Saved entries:
★ ★ ★ ★ ★

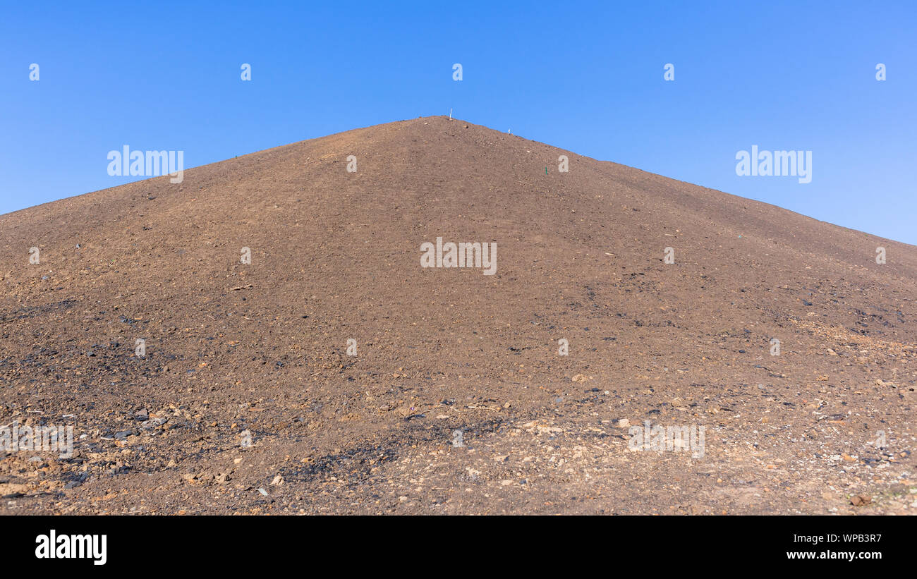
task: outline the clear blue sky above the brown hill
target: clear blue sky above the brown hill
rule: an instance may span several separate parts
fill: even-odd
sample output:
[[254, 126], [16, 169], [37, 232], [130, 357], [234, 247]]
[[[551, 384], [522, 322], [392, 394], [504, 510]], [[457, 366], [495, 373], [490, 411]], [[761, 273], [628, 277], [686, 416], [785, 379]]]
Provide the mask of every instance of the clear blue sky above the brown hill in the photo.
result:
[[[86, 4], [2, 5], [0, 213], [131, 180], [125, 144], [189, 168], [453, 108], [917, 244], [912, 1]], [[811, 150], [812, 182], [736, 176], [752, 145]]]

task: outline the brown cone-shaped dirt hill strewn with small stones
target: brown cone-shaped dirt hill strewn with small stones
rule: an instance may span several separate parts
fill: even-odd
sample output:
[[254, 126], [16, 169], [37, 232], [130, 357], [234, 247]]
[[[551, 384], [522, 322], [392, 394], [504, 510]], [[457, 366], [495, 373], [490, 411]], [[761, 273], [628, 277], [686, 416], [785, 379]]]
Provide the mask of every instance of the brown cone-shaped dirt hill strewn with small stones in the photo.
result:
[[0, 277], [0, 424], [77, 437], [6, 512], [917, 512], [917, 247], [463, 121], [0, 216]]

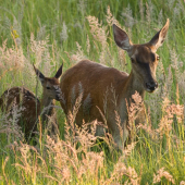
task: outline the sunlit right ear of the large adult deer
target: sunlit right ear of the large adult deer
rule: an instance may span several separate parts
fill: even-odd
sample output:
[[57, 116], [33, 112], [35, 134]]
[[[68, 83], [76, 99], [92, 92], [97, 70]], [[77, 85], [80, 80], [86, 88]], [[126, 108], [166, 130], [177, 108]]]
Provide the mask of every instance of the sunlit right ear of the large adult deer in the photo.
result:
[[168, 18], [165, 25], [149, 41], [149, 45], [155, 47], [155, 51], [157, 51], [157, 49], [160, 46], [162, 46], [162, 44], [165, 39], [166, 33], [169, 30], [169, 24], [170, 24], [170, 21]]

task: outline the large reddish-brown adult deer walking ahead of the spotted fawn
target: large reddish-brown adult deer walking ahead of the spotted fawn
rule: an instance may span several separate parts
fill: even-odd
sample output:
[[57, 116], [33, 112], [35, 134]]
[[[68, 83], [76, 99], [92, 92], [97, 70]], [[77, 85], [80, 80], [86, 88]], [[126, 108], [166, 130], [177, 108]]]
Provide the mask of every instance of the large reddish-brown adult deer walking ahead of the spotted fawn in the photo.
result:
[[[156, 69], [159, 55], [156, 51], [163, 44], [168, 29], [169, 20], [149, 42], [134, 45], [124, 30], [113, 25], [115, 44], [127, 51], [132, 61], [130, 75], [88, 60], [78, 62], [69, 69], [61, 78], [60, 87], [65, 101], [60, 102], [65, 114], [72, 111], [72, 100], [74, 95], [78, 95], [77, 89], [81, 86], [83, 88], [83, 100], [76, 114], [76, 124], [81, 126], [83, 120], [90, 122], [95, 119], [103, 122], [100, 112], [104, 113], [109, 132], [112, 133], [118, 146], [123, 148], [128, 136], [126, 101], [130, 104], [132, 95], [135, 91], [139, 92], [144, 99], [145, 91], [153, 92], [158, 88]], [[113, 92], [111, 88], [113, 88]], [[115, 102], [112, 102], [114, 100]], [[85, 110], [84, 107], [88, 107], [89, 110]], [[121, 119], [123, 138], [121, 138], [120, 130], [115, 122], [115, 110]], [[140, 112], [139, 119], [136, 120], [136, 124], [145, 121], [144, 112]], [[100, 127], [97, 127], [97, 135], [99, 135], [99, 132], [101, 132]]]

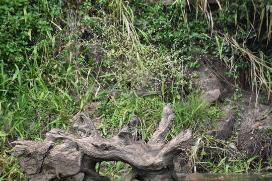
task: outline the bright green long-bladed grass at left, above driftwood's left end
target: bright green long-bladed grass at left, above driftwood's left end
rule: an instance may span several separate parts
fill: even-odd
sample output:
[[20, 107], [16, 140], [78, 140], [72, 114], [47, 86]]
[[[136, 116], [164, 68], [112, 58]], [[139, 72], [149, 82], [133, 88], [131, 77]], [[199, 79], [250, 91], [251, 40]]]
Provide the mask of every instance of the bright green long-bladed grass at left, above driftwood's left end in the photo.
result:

★ ★ ★ ★ ★

YOUR ASSIGNMENT —
Which lines in the records contain the word "small"? Copy each one.

TASK ANSWER —
task: outline the brown cone-shaped dirt hill strewn with small stones
target: brown cone-shaped dirt hill strewn with small stones
Provide the mask of every instance of the brown cone-shaped dirt hill strewn with small stones in the photo.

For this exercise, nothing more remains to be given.